* Written request: Identify each line of the listing below that contains the word "carnation", and copy those lines. Matching is case-sensitive.

[Items listed in a dataset]

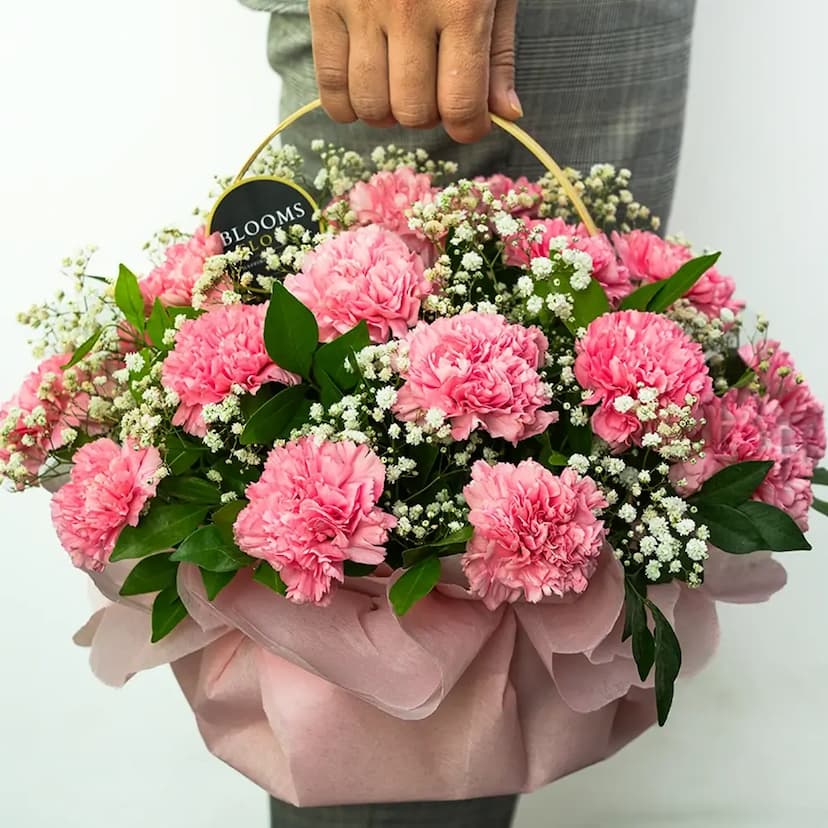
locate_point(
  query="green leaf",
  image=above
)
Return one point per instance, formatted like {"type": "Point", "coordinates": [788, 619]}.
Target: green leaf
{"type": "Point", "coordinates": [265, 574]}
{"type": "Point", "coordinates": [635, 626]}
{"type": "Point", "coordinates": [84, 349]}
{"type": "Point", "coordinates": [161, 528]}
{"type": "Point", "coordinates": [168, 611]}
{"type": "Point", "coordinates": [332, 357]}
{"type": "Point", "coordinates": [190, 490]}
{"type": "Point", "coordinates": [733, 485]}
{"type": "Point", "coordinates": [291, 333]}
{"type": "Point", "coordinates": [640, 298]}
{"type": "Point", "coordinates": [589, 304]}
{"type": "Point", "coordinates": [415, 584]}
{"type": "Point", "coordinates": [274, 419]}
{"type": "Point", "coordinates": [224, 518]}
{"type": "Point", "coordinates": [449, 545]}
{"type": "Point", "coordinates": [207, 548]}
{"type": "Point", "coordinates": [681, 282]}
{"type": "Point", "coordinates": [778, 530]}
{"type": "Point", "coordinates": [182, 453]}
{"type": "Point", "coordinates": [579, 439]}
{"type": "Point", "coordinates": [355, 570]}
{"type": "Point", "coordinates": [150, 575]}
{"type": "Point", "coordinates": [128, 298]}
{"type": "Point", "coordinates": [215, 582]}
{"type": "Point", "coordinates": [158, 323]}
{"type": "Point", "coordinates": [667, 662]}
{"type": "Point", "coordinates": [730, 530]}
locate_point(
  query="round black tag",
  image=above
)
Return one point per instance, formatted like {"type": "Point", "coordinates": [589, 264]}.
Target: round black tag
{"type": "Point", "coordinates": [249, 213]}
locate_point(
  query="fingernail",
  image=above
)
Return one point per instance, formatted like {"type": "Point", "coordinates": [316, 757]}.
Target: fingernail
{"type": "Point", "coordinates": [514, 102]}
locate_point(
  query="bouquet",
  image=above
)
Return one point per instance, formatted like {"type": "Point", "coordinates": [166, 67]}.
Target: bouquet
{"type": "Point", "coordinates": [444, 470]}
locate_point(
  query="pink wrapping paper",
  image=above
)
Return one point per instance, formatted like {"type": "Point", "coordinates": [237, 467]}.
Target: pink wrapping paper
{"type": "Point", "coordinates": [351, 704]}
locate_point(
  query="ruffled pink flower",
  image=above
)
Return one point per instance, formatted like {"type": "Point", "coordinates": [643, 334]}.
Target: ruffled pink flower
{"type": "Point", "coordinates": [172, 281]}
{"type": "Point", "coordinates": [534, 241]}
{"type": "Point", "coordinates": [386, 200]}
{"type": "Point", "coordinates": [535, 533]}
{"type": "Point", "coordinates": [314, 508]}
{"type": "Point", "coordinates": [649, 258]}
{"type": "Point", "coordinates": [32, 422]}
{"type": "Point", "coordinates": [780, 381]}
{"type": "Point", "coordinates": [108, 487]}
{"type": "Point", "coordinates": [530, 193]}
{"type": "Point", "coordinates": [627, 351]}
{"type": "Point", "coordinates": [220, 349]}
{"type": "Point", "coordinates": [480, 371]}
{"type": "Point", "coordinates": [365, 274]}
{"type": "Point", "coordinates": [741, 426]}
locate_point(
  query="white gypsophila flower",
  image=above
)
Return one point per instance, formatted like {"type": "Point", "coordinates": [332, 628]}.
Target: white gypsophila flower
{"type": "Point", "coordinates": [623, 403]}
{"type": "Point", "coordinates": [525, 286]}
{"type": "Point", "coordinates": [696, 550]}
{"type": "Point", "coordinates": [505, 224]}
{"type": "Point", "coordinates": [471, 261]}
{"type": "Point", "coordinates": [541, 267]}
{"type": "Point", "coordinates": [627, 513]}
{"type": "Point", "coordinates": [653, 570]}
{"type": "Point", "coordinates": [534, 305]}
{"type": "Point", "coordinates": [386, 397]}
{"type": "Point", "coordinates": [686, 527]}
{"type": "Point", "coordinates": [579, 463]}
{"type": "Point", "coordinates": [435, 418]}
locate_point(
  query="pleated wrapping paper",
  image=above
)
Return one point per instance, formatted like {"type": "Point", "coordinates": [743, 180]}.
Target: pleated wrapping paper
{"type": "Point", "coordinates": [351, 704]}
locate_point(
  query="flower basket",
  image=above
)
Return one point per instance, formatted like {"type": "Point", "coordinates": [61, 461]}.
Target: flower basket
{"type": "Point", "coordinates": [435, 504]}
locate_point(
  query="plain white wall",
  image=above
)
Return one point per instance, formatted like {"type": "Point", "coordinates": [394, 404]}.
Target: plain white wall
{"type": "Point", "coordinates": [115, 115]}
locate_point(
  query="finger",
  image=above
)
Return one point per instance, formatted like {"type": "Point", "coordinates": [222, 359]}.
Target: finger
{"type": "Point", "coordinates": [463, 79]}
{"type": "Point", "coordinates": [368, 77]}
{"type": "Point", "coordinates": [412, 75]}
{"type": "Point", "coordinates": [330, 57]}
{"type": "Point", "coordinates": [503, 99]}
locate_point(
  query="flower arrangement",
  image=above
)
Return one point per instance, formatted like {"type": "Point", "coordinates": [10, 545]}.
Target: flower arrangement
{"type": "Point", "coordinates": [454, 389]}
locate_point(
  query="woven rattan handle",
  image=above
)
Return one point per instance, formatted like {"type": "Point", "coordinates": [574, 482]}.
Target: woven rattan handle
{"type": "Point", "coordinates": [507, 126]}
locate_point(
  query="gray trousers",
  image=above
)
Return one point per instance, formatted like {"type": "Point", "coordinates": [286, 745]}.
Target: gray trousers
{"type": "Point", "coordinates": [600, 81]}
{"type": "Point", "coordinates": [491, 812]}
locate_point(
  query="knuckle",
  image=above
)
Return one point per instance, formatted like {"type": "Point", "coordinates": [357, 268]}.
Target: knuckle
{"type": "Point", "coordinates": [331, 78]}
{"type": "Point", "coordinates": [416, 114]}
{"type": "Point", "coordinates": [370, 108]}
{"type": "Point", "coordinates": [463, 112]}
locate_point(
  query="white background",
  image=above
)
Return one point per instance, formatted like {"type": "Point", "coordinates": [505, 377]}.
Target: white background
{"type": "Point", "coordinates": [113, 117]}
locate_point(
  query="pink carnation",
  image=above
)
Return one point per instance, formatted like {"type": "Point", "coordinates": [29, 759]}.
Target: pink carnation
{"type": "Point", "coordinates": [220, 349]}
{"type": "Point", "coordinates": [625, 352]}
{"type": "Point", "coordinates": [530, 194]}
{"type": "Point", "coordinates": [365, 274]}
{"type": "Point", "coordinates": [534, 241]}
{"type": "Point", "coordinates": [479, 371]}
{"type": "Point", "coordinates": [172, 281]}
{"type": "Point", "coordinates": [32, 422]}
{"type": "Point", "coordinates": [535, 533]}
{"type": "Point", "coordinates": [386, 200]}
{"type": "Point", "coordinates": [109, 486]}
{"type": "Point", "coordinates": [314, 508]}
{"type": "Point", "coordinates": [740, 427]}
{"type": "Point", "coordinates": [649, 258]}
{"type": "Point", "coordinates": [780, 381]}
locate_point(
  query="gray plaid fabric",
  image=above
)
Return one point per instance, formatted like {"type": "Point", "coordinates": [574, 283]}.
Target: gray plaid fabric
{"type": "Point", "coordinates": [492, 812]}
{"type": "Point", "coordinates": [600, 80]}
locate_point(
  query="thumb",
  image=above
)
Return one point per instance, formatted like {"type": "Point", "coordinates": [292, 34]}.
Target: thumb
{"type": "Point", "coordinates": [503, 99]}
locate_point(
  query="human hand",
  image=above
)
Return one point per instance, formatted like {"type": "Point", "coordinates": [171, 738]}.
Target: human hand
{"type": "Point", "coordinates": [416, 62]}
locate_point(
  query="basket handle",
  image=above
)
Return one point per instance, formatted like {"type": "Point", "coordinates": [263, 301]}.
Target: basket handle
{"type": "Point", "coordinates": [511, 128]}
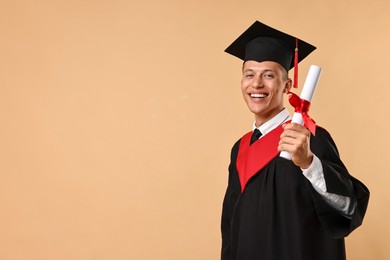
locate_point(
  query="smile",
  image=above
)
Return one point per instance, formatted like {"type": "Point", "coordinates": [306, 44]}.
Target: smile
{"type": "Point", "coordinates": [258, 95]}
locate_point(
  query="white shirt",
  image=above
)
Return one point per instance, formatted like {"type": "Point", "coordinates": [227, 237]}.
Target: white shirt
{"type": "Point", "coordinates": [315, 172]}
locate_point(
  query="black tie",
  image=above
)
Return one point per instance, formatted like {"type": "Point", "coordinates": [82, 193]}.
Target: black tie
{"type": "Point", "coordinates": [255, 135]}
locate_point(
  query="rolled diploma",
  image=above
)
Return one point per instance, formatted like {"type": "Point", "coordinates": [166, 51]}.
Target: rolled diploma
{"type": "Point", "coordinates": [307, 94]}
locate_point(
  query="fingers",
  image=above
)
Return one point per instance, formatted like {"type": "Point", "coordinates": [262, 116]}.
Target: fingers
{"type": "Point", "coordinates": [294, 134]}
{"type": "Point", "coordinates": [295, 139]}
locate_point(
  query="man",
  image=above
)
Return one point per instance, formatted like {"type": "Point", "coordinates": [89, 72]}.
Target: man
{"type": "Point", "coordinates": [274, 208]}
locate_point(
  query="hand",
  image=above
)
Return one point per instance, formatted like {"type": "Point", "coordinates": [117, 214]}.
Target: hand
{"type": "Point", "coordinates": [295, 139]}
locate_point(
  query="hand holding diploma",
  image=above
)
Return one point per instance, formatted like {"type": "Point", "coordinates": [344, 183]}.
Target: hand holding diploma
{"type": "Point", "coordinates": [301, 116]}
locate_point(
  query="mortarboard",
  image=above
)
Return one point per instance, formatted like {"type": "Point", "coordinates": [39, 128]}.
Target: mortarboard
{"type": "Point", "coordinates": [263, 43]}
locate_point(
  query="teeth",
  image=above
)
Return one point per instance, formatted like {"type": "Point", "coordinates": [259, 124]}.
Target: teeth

* Task solution:
  query="pink carnation",
Target: pink carnation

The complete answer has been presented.